▶ **Extract**
They look great, it's almost like the images were taken in the wild


----------



## Angus (22 Mar 2018)

Fantastic, i'm happy haha!


----------



## gltjc (29 Mar 2018)

Just found this rather lovely underwater video of the Lufubu River. I'm aiming for a natural look and still felt the need to fight off the algae! It makes me think I've added far too much complexity in my mix of plants and basically cutting and pasting the mix of vallis and _Nymphaea_ with some undergrowth of _Myriophyllum, Ammannia _and _Bacopa_ mixed up across the whole thing could look fab...


----------



## Edvet (29 Mar 2018)

It's ok to start with a mix of plants to see what does well in the  tank. After you find out get bigger groups.


----------



## zozo (29 Mar 2018)

gltjc said:


> It makes me think I've added far too much complexity in my mix of plants



That's the most common pitfall for every aquarium keeper suffering from collecteritis in creating a theme or biotope aquarium. It kinda goes on automatic pilot. Actualy not realising no matter how big the tanks footprint is, in comparance to nature it's nothing but a tiny snapshot. Looking for example at a local somewhat large wildlife pond close to my house. It is rather shallow and cristal clear and the entire pond is overgrown but only contains 3 different Sp. of aquatic plants, Hornwort, Curled Pondweed and a Nymphaea, i'm trying every summer again but never found a 4th plant sp. in it. I guess everything else just gets outcompeted. Well it indeed has some hair algae growing i don't concider a plant. Even the bog plants growing marginaly is rather somewhat limited to about 3 or 4 maybe 5 different sp. around the entire pond, taking a snapshot as wide as the camera can see i'm lucky to find only 2.

Also if you look at most price winning nature scapes you rarely count more than 4 different plant sp. The more you cramp in the harder it becommes to maintan the natural flow and balance. 

I also suffer from collecteritis. Cramping over 7 to 8 plant sp. on less than ½ a square metre. Which is actualy far to much and has non to do with representing nature.


----------



## gltjc (30 Mar 2018)

Current state of the tank. I think it is starting to come together. Main changes are to the right hand side. I am going to introduce the same combination of _Myriophyllum_ and _Bacopa_ to the left of the large bogwood and some twigs and perhaps a large piece of bogwood on the right.


----------



## gltjc (18 Apr 2018)

Some recent photos.

On the aquascaping side I’m still working on replicating some of the same mix that I have in the right as undergrowth under and behind the lillies on the left. I’m trying to do this selectively to have a lighter feel and more open space on the left, and to have the different stems mixed up a bit to keep it natural. The _Floscopa_ have emerged on the right and the left and are up to 6” above the after line. I’ll add some more emersed planting in shower caddies behind it on the right and behind the wood when there is enough cover for it.

The plants are generally doing well. The _Nymphaea_ doing rather too well. These pics are after I took out over 20 pads last weekend! Only plant problem I have is the _Anubias_ ‘congensis arrow’ on the wood which is a bit yellowing and sickly. It is a bit strange as the same species is growing Ok on the left and the barteri lower down the wood is growing well. I may add some more _heterophylla_ or _hastifolia_ amongst it to see if that does better.

Image boundary labeling items:
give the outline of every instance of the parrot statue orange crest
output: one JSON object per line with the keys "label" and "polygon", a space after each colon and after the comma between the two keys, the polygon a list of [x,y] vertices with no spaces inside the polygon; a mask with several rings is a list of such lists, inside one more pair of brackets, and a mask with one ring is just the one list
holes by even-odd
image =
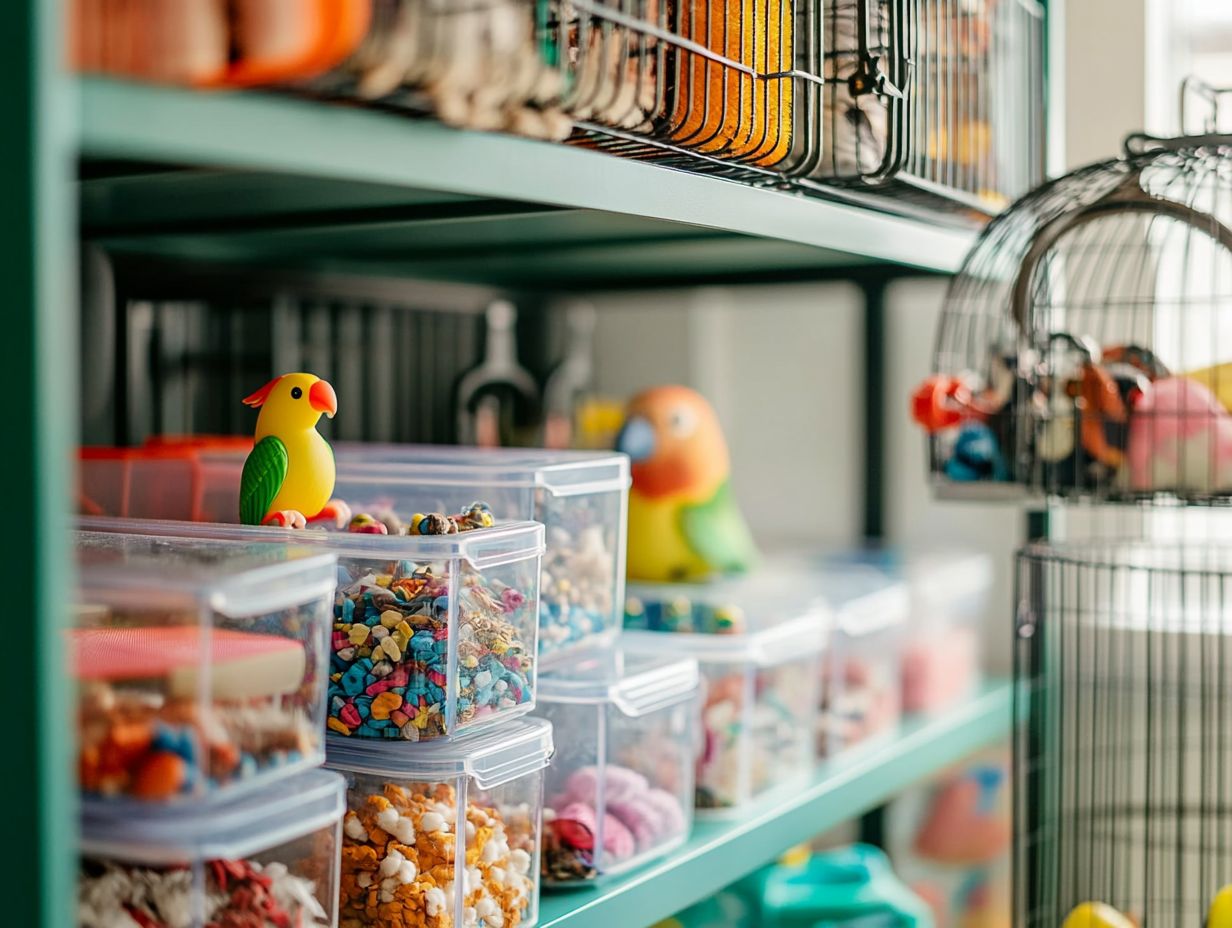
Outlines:
{"label": "parrot statue orange crest", "polygon": [[313,373],[275,377],[244,404],[261,410],[254,446],[240,477],[239,519],[245,525],[302,529],[309,520],[345,524],[350,511],[334,492],[334,451],[317,431],[334,418],[338,396]]}
{"label": "parrot statue orange crest", "polygon": [[674,582],[742,573],[756,548],[732,493],[718,417],[687,387],[655,387],[628,404],[616,450],[632,461],[628,576]]}

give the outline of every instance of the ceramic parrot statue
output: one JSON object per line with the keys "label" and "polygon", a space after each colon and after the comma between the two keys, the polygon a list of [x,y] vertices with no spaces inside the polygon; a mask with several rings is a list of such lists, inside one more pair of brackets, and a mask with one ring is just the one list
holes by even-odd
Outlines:
{"label": "ceramic parrot statue", "polygon": [[753,566],[756,548],[732,493],[727,442],[701,394],[655,387],[633,397],[616,449],[632,460],[630,578],[687,580]]}
{"label": "ceramic parrot statue", "polygon": [[317,431],[322,413],[338,412],[334,388],[313,373],[285,373],[244,404],[261,413],[240,477],[240,521],[302,529],[308,520],[349,518],[344,503],[330,500],[334,451]]}

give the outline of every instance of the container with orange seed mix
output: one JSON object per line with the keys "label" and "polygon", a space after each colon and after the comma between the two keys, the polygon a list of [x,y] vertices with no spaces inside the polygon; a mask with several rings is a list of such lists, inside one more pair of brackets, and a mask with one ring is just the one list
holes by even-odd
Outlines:
{"label": "container with orange seed mix", "polygon": [[535,924],[548,722],[414,746],[326,741],[347,781],[339,928]]}
{"label": "container with orange seed mix", "polygon": [[86,804],[185,802],[324,759],[336,560],[302,546],[79,531]]}

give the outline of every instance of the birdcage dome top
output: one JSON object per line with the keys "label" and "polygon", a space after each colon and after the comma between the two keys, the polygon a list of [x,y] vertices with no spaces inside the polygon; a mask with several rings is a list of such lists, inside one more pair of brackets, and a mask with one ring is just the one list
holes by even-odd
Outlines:
{"label": "birdcage dome top", "polygon": [[946,490],[1232,500],[1232,137],[1131,137],[984,229],[912,398]]}

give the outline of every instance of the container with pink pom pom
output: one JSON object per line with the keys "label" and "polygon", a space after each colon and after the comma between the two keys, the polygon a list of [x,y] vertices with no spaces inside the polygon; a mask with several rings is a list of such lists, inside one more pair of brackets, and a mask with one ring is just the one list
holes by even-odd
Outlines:
{"label": "container with pink pom pom", "polygon": [[579,885],[679,847],[692,823],[697,662],[622,651],[540,677],[557,752],[543,811],[545,886]]}

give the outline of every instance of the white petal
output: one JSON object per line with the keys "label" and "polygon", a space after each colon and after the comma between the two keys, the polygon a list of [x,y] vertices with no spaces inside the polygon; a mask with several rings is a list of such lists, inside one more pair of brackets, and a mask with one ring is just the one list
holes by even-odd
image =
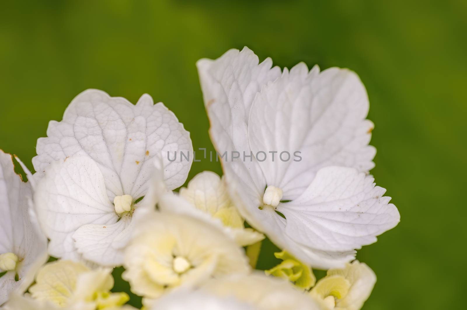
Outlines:
{"label": "white petal", "polygon": [[29,183],[14,172],[11,155],[0,150],[0,254],[14,253],[21,261],[16,268],[20,281],[14,281],[14,271],[0,278],[0,305],[13,290],[27,288],[33,279],[31,272],[47,260],[47,239],[28,213],[31,197]]}
{"label": "white petal", "polygon": [[[143,95],[136,105],[124,98],[88,90],[70,104],[60,122],[52,121],[47,138],[38,140],[37,156],[33,159],[40,175],[54,160],[87,155],[94,160],[105,180],[109,198],[125,194],[144,196],[155,155],[164,161],[165,180],[169,188],[183,184],[191,166],[179,153],[192,154],[190,134],[163,104],[154,105]],[[170,162],[167,152],[177,151]]]}
{"label": "white petal", "polygon": [[271,208],[258,209],[262,204],[262,197],[239,179],[238,176],[231,173],[228,167],[224,166],[224,172],[226,177],[231,177],[228,184],[231,197],[235,197],[234,202],[248,219],[249,224],[267,235],[279,248],[317,269],[342,267],[346,262],[355,258],[354,251],[319,251],[295,242],[285,233],[286,220]]}
{"label": "white petal", "polygon": [[76,259],[71,238],[86,224],[109,225],[119,218],[95,162],[73,156],[53,162],[37,183],[34,195],[38,219],[50,240],[49,254]]}
{"label": "white petal", "polygon": [[196,175],[188,182],[188,187],[182,187],[179,192],[197,209],[212,215],[230,205],[224,182],[212,171],[203,171]]}
{"label": "white petal", "polygon": [[267,58],[259,63],[258,56],[245,47],[241,51],[230,49],[216,60],[201,59],[197,63],[201,88],[211,122],[209,133],[216,150],[227,152],[224,164],[241,176],[249,186],[263,190],[265,183],[257,163],[236,160],[232,152],[249,155],[248,115],[256,93],[268,82],[280,76],[277,67]]}
{"label": "white petal", "polygon": [[277,206],[287,218],[286,234],[321,251],[350,251],[375,242],[400,215],[374,181],[353,168],[321,169],[301,196]]}
{"label": "white petal", "polygon": [[86,260],[101,266],[115,267],[123,263],[125,246],[130,240],[132,222],[129,216],[109,225],[87,224],[72,236],[78,253]]}
{"label": "white petal", "polygon": [[[268,185],[282,189],[284,200],[300,195],[321,168],[341,166],[368,171],[375,154],[368,145],[374,125],[366,120],[369,104],[358,77],[333,68],[309,72],[301,63],[268,84],[255,97],[248,122],[254,154]],[[295,156],[296,152],[298,156]],[[258,155],[258,158],[262,155]]]}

▶ **Exercise task 1**
From the aquarium forum thread, extract the passage from "I also suffer" up to and including "with representing nature.".
▶ **Exercise task 2**
Rewrite the paragraph of the aquarium forum thread that begins "The plants are generally doing well" as a short bulleted list, keeping its main facts.
▶ **Exercise task 3**
Write what comes next in the aquarium forum thread, starting after its final post.

▶ **Response 1**
I also suffer from collecteritis. Cramping over 7 to 8 plant sp. on less than ½ a square metre. Which is actualy far to much and has non to do with representing nature.

▶ **Response 2**
- The plants are generally doing well.
- The _Nymphaea_ are doing too well; the photos were taken after over 20 pads were removed the previous weekend.
- The only problem is the _Anubias_ 'congensis arrow' on the wood, which is yellowing and sickly.
- This is strange because the same species is growing OK on the left, and the barteri lower down the wood is growing well.
- Some _heterophylla_ or _hastifolia_ may be added among it to see if that does better.

▶ **Response 3**
I’m now happy enough with the tank that I can sit and watch the fish...!

The _Phenacogrammus_ fantastique (as they
now seem to be called) are starting to colour up. I’m amazed by how different their behaviour is to the _P. aurantiacus_. I guess it is by no means certain that the former are a _Phenacogrammus_ at all. The fantastiques are very active, almost nervy, and spend their time in the open water much more than the relatively sedate _aurantiacus_.

I’ve added 8 _Aphyosemion louessense_, who should help add a bit of colour and movement at the top of the tank.

My female _Enigmatochromis_ is showing off her beautiful fat purple belly to the male at any opportunity. So far her advances are being rebuffed with dramatic 6-7 foot chases down the tank from the male but I’m hoping they will settle together OK.

Key fish challenges are the _Enteromius fasciolatus,_ who continue to hide too much. They aren’t a particularly rare fish and so I may sell them at some point. The _Microctenopoma_ have also taken to hiding a lot more since I added the cichlids who HATE them - they must recognise an ambush predator who could take babies.

I am eyeing up the Pier Aquatics stock list a lot at the moment and so may add more fish before too long!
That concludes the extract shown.